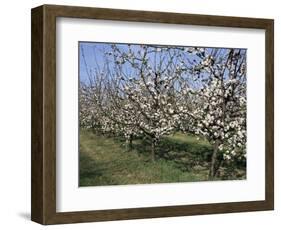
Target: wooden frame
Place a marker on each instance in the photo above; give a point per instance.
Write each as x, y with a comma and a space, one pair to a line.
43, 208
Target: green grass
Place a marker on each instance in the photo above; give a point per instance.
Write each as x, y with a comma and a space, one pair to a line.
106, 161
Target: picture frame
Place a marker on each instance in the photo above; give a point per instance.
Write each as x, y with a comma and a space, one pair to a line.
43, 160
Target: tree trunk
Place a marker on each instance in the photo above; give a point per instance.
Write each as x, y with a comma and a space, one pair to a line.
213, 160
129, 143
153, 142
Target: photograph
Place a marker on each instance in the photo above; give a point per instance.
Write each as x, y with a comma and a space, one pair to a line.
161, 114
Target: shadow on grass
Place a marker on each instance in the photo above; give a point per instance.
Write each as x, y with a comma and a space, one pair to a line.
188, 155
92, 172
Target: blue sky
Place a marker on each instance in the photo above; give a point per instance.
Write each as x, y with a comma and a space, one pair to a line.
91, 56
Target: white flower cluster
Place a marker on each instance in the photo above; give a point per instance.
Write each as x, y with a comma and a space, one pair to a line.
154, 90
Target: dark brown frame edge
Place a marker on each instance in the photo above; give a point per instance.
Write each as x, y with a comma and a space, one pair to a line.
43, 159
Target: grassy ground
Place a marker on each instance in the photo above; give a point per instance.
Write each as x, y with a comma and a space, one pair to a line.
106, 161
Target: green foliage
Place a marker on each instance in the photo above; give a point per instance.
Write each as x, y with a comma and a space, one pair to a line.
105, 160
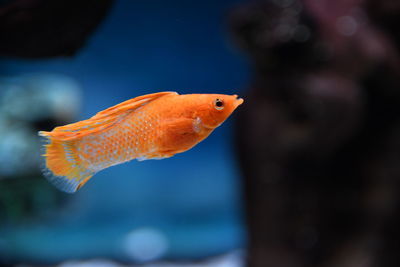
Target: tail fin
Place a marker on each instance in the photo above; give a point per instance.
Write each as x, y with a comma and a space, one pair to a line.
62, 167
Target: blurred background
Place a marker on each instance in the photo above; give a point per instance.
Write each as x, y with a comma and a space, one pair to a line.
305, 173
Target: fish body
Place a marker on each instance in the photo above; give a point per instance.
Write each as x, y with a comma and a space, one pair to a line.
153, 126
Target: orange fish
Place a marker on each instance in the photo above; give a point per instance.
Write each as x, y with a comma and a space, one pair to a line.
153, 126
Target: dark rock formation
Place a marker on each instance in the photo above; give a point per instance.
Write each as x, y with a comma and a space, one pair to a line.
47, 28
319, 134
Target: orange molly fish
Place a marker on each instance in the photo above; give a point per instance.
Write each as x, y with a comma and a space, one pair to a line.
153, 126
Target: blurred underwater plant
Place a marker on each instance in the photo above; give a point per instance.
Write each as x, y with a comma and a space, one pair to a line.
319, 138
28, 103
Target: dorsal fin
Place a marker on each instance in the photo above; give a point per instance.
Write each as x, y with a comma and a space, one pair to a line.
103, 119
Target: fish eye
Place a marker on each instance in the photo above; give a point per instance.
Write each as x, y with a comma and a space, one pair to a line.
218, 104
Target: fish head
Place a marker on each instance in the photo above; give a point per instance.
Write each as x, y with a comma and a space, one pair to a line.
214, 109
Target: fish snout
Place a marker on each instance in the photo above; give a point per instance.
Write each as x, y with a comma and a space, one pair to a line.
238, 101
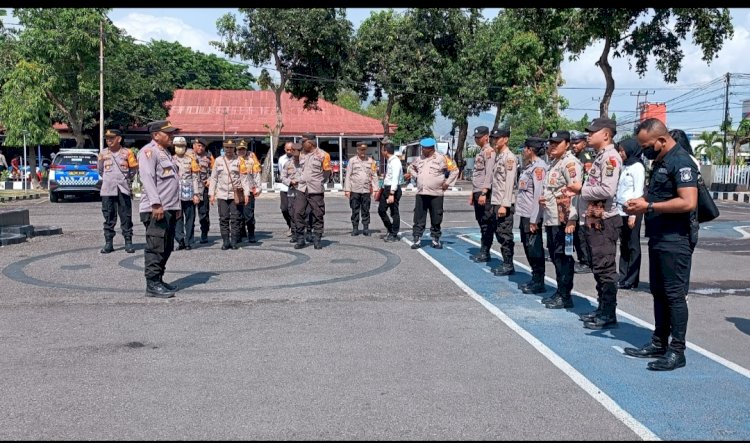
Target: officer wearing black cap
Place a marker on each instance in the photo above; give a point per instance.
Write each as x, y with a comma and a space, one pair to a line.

---

■ What the exercise asks
Copy every line of the material above word for word, leaving out the pictures.

■ Result for this exercise
Target: wooden frame
Place a marker on each instance in the photo above; give a point per instance.
Write each as x, y with a comma and a space, one pair to a line.
43, 208
Target: green grass
Place a marker on each instance in the photo above; give a point per instance.
Write each as x, y with a comma and a space, one pair to a line.
106, 161
Target: picture frame
Place a marker on each instance in the photo above; give a point per instance.
Write each as x, y with a comma and a space, one pair to a line.
43, 160
Target: tree trunk
Place a marker on each instance in the photo above; give a point per instance.
Write each as x, y with a comma and a space, one pair to a line.
213, 160
129, 143
153, 142
Target: photograph
Place a marker on each instance in the photo above; give a point per instance.
Write each as x, y with a comma and a space, one pair to a line.
161, 114
Target: shadow on grass
Place a marker on each instance in the photo above; give a point per instance.
Write each as x, y with a comma and a space, one pair to a line.
188, 155
92, 172
Target: blue sky
Place a marker on each instance in the photo above; give a point per instance.
Write each as x, y with a comma and a space, one pair to a line.
91, 56
Target: white flower cluster
Place a marker on each instance in the photo above; give a point per instance.
Write each as x, y with a comma and a space, one pair to a line.
154, 90
Target: dark brown frame edge
Place a marker on each instance in the photo above; give a point per instance.
Write each as x, y with a comma and a space, one pair to a line.
43, 159
Target: grassy ground
Place a marker on each instance in the photo above; give a point per instance.
Write each as x, y with a comma and a space, one pair to a line.
106, 161
Target: green foliage
Place a marker on each instance in the photo above; give a point per instance.
Write each as x, y with a comma and a space, one pair to a line.
105, 160
Target: tail fin
Place a marker on each instance in the photo above; give a point per instance.
Write each as x, y with a comma and a space, one pair to a line.
62, 167
Target: blurred background
Place a marker on each instance in the photo above; give a point per instance.
Write each as x, y with a comma and a space, one pair to a line.
305, 173
Target: fish body
Place a marker on each instance in the photo above; give a point per instance.
Write each as x, y with a comma and a space, one pair to a line.
153, 126
Target: orange fish
Place a marker on each instance in the photo above; give a point per instance.
Write each as x, y with a comma and a space, one pair to a line.
153, 126
Target: dark rock formation
Place a marker on each instance in the photo above; give a point per instance.
Write each as x, y with a comma and a space, one pair to a line.
47, 28
319, 134
Target: orange molly fish
Place a marker on each instance in the photo above; give a point per instance.
Write each as x, y with a comma and a space, one pair to a line.
153, 126
Target: blurred underwater plant
Place a marker on each instance in the photo above; give a point per instance.
Write each as x, y with a comma and a space, one pair to a line.
319, 138
28, 103
Target: dorsal fin
Place a marker on each instance in the photo above; give a point per instance.
Write each as x, y with a comma and a space, one pair to a line.
103, 119
Target: fish eye
Place a marker on each instance in the photo above; give a point per instance.
Write each as x, y with a comma and a space, one pair to a line.
218, 104
Target: fish head
Place a marker on each instance in the photo above; give a point per instance.
Write each as x, y with a comma and a space, one pair to a line.
214, 109
Target: fish snout
Place a marker on each instance in the photo above; give a point per instance.
Write each as x, y with a comma and a space, one pair to a line.
238, 101
Target: officer wearing black cap
Place a marker on each instance in the photo above; give a point per instance.
Write each as x, y with a comma and a space, one pair to a line.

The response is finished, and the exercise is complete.